— START —

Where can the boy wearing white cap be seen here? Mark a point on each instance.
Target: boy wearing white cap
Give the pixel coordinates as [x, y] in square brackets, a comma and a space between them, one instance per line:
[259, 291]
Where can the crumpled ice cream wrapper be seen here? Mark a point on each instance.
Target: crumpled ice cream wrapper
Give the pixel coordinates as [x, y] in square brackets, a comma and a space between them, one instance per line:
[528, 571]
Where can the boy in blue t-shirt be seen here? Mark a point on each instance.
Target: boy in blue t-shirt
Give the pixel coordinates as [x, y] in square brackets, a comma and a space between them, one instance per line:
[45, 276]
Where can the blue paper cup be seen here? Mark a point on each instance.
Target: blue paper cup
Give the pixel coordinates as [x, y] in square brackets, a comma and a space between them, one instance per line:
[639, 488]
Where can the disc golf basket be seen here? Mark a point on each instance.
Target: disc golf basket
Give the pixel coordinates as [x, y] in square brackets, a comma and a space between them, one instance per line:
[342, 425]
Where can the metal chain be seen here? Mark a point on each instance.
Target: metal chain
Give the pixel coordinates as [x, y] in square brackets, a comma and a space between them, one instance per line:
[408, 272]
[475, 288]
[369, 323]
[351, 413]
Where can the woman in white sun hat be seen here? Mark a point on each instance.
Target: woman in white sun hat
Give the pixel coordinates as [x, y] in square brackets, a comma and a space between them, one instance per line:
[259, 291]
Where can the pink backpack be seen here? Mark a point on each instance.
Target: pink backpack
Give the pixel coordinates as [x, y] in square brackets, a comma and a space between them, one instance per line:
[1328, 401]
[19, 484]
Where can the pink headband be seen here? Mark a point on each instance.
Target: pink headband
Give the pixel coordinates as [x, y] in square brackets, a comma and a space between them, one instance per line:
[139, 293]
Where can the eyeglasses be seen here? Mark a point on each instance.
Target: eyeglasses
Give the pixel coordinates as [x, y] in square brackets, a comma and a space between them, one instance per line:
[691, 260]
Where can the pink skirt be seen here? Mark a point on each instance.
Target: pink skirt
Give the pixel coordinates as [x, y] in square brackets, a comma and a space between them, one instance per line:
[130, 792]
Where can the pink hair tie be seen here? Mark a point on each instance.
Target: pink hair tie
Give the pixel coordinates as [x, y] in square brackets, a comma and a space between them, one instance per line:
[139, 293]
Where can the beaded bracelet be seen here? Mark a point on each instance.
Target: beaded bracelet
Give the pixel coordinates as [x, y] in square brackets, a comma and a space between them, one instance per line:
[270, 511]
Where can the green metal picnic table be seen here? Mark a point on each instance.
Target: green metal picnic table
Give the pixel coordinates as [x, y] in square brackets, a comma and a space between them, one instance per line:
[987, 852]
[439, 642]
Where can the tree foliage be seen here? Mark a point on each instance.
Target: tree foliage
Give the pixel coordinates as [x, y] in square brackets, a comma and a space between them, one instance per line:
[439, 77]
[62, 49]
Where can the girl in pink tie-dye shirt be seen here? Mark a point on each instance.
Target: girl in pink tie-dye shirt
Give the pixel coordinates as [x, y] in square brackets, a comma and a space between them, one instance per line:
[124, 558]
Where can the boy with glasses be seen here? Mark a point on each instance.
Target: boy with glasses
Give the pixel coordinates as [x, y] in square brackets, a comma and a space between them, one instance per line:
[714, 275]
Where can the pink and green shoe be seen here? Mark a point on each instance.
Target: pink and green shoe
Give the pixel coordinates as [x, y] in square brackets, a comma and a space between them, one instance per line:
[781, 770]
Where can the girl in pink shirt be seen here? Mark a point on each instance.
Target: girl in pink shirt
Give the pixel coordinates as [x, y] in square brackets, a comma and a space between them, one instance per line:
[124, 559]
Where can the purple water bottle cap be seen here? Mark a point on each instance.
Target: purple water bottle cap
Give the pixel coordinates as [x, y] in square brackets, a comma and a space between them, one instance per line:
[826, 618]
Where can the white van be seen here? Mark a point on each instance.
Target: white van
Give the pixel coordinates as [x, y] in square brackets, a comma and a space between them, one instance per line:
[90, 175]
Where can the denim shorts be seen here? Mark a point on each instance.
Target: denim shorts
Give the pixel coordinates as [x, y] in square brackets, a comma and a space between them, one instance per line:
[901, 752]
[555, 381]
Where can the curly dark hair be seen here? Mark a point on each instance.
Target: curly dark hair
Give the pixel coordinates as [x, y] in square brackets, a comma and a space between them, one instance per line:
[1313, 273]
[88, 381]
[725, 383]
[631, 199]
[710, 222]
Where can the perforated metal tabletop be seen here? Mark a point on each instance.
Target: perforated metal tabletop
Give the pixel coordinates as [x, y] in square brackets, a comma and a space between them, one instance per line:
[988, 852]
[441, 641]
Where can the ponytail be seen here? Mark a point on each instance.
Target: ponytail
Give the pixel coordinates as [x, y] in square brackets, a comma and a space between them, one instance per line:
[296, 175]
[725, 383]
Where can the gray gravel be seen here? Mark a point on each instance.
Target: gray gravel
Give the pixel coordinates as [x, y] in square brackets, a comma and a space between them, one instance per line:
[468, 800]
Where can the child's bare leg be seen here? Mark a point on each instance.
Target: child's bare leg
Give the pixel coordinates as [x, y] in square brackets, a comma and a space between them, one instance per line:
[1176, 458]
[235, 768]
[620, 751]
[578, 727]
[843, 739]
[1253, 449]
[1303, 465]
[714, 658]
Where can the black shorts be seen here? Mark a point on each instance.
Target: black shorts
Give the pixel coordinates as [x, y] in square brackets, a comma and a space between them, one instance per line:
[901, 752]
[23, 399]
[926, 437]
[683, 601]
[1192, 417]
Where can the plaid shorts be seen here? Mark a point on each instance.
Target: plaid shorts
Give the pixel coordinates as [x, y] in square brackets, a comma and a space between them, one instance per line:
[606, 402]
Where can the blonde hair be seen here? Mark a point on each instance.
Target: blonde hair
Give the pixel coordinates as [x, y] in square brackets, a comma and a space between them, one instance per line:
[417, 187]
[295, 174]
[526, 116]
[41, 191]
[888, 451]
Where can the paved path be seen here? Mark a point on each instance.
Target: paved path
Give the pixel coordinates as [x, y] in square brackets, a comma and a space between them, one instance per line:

— END —

Would you give the material above again, complete and exact?

▸ Completed task
Where can the boy wearing white cap be seen here? Mark a point on each instance.
Target: boy wearing white cap
Give the pixel coordinates as [x, y] in square brackets, a comma and a space between them, one instance per line:
[259, 291]
Where can the crumpled ice cream wrapper be seen here? Mark a point on each instance.
Target: crumpled ice cream wrapper
Give the pixel coordinates as [x, y] in square brackets, a comma and a space between them, one instance per line:
[528, 571]
Where can the boy in blue t-shirt be seen here? Mark a point on each instance.
Target: boy in blue t-shirt
Give the pixel coordinates as [x, y] in square brackets, a comma and a space between them, one instance per line:
[45, 276]
Where can the blue paper cup be seen here? Mark a point on each instance.
Target: blue paper cup
Give the pixel coordinates as [x, y] in square brackets, a comma and a space between them, one instance per line:
[639, 488]
Where can the disc golf basket be seen here? Mark a point on each instance.
Target: disc golf basket
Give the pixel coordinates as [x, y] in square brackets, a comma and a space between them, one instance per line:
[342, 425]
Where can the metal chain be seen here? Mark a point on each instance.
Target: metal chain
Give the pixel coordinates as [x, y] in square brackets, a comma and a space between them, one instance per line:
[408, 272]
[475, 288]
[369, 323]
[351, 413]
Where can the woman in white sun hat be seen here? Mark a point on each instance.
Target: woman in white sun hat
Give the pixel coordinates as [x, y] in square brackets, a comma and a space between them, one instance per line:
[259, 291]
Where can the pink backpack be seen here? Mark a point on each instance.
Target: pink backpack
Give the pixel coordinates as [x, y] in square brackets, a comma and a space between them, one instance per line:
[1328, 401]
[19, 484]
Where can the pink headband be seen here? Mark a point on each instance.
Target: pink headband
Give the pixel coordinates as [x, y] in square brackets, a comma and a space between them, one instance per line:
[139, 293]
Where can the eyeglasses be seen here? Mark a point on each instance.
Target: eyeglasses
Give the pixel coordinates as [x, y] in square brackets, a comma and a space between them, one instance per line:
[691, 260]
Where can the pink skirt be seen here? Mark a point on each instance.
Target: pink skirt
Give the pixel coordinates as [x, y] in square brackets, a comma and a space between them, one instance per line:
[130, 792]
Where can the pink hair tie be seen here? Mark a point on each instance.
Target: pink hair tie
Give the pixel coordinates as [x, y] in square brackets, a comma and a space between them, one instance per line:
[139, 293]
Where can the beaded bracelet be seen here? Mark a point on each instance.
Target: beaded bracelet
Give the pixel coordinates as [x, y] in square brackets, a comma and a space between them, one instance per line:
[270, 511]
Where can the green metal picnic table be seen here? Mark a point on each instance.
Target: green metal picnic table
Give the pixel coordinates as [x, y] in square brackets, a comma and a space between them, one instance per line:
[987, 852]
[439, 642]
Where can the tree foliage be seen here? Mark a point on each instance.
Target: tree foliage
Give the pixel coordinates as [x, y] in square brackets, a comma and a space between them, one instance per line:
[439, 77]
[62, 49]
Where can the girl in pink tie-dye shirt be seen here? Mark a point on each instance.
Target: girl in pink tie-dye shirt
Give the pixel coordinates as [x, y] in square brackets, a comma and a space between them, one instance per line:
[124, 558]
Where can the boy with glasses be seen here? Mark a point on each instance.
Target: boy with glasses
Give the pixel coordinates as [x, y] in square brackets, a comma and a space between them, one instance per line:
[714, 275]
Where can the pink and green shoe be seen here? Mark a point on each instance.
Target: pink and green shoe
Give the pixel coordinates as [x, y] in square brackets, a comma and a space between them, one instance per line:
[781, 770]
Where can the girl in pink shirt be seen here? Mark a point on each instance.
Target: girl in pink shirt
Give the pixel coordinates as [x, y] in square brackets, a comma and a space between them, one instance per line:
[124, 559]
Where can the purple water bottle cap be seen here? Mark a point on each instance.
Target: purple water bottle cap
Give the pixel coordinates as [x, y] in square brackets, a comma and a space between them, one instance per line:
[826, 618]
Where can the white van be seen here? Mark a point on each instance.
Target: white van
Give the pixel coordinates as [x, y] in square brackets, a comma and a space between them, one instance per line:
[90, 175]
Where can the denim shorts be seen here? Mark a point on each instance.
Target: denim shorts
Give the pixel coordinates as [x, y] in square brackets, a comma and a space between them, one instance per line:
[901, 752]
[555, 381]
Where can the curly dark hair be seen here? Mark a point on each instance.
Target: curly dark hair
Give the pixel coordinates as [x, y] in square brackets, a comma and a space between them, one instance per line:
[1313, 273]
[88, 381]
[725, 383]
[631, 199]
[710, 222]
Where can the perforated metal tabletop be seen here? Mark a point on each instance.
Target: perforated metal tabletop
Give the pixel coordinates as [x, y] in square brackets, a comma and a space between them, one instance per line:
[988, 852]
[441, 641]
Where can the ponytail be seen here? Mark a point on each instance.
Target: ponytail
Give the pixel coordinates as [x, y] in square brackets, a comma and a space between them, one instance per line:
[296, 175]
[725, 383]
Where can the gray gravel be seen here? Mark a point on each instance.
Target: gray gravel
Give the pixel coordinates as [x, y] in square brackets, a comma and a space between them, one instance per line:
[468, 800]
Where can the child's bare leg be seen here? Mark a point on each instance.
Target: child's bare leg
Give the pixel coordinates as [x, y] in square brackets, a comma and a space between them, one instance per line:
[1176, 458]
[235, 768]
[620, 751]
[578, 727]
[843, 739]
[1253, 449]
[1303, 465]
[714, 658]
Where can the black shorts be seen here? Mark a point on each instance.
Target: black shorts
Give the pixel coordinates as [x, y] in square brackets, a comma and a space between them, one instance per line:
[901, 752]
[23, 399]
[926, 437]
[683, 601]
[1192, 417]
Where can the plaid shorts be seen here? Mark a point on each instance.
Target: plaid shorts
Give the pixel coordinates as [x, y] in square brackets, a comma and a space between them, one instance per line:
[606, 402]
Where can the blonde hair be seen here? Mark a point on each instance.
Target: blonde hair
Give the pixel coordinates as [x, y] in square brackets, a comma and a space between them, one instance per line:
[417, 187]
[295, 174]
[526, 116]
[41, 191]
[888, 451]
Where can the paved path be seen here? Mark a point on each instance.
Target: paved path
Give the pixel coordinates as [x, y] in square brackets, a comma and a space between them, one instance per line:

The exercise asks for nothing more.